Stuff that isn't obviously torture if you're a US gov't official

Courtesy of the Ninth Circuit Court of Appeals, a list of "things that government officials could do to an American citizen and still claim later that they didn't know they were "torturing" that citizen."

Prolonged isolation;
Deprivation of light;
Exposure to prolonged periods of light and/or darkness;
Extreme variations in temperature;
Sleep adjustment;
Threats of severe physical abuse;
Death threats;
Administration of psychotropic drugs;
Shackling and manacling for hours at a time;
Use of "stress" positions;
Noxious fumes that caused pain to eyes and nose;
Withholding of any mattress, pillow, sheet or blanket;
Forced grooming;
Suspension of showers;
Removal of religious items;
Constant surveillance;
Incommunicado detention, including denial of all contact with family and legal counsel for a 21-month period;
Interference with religious observance; and
Denial of medical care for serious and potentially life-threatening ailments, including chest pain and difficulty breathing, as well as for treatment of the chronic, extreme pain caused by being forced to endure stress positions, resulting in severe and continuing mental and physical harm, pain, and profound disruption of the senses and personality.

______

Continue the post on the Ninth Circuit list of conduct not clearly recognized as torture, starting right after its final entry. The items that come next are from a separate source and have no connection to the text.

______

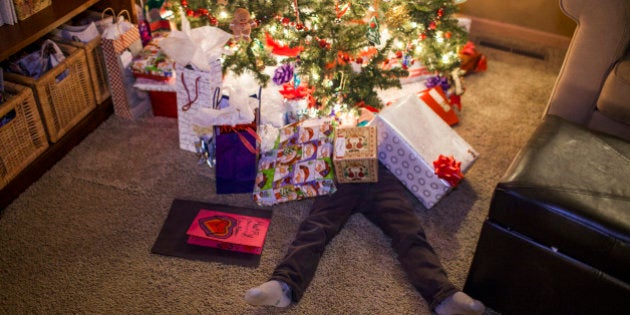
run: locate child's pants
[271,163,458,309]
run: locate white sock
[435,291,486,315]
[245,280,291,307]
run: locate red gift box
[418,86,459,126]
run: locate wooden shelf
[0,0,137,210]
[0,0,99,60]
[0,98,114,210]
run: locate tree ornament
[366,16,381,45]
[230,8,256,41]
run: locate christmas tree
[166,0,467,112]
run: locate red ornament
[433,154,464,187]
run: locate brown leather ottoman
[464,116,630,314]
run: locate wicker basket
[50,36,111,104]
[0,82,48,188]
[5,44,96,142]
[13,0,52,21]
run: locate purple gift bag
[215,128,257,194]
[214,88,262,194]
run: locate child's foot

______

Reply to the exercise:
Lowering the Bar explains:

The legal issue was whether John Yoo should be entitled to "qualified immunity" in a case brought by Jose Padilla, a U.S. citizen detained as an "enemy combatant." "Qualified immunity" is a doctrine that bars claims against government officials if, at the time they acted, it was not "sufficiently clear that every reasonable official would have understood that what he or she was doing violated the plaintiff's rights." The idea is to try to preserve some freedom of action for officials who have to act in areas where the law may not always be clear. If it applies, no lawsuit.

So, next question: do you think a "reasonable official" in 2001-03, when John Yoo was in the government, should have understood that doing those things to an American citizen — one who, by the way, had not been convicted of or even charged with a crime — violated that citizen's rights?

Would the Last Civil Right in America Please Remember to Close the Door on Its Way Out?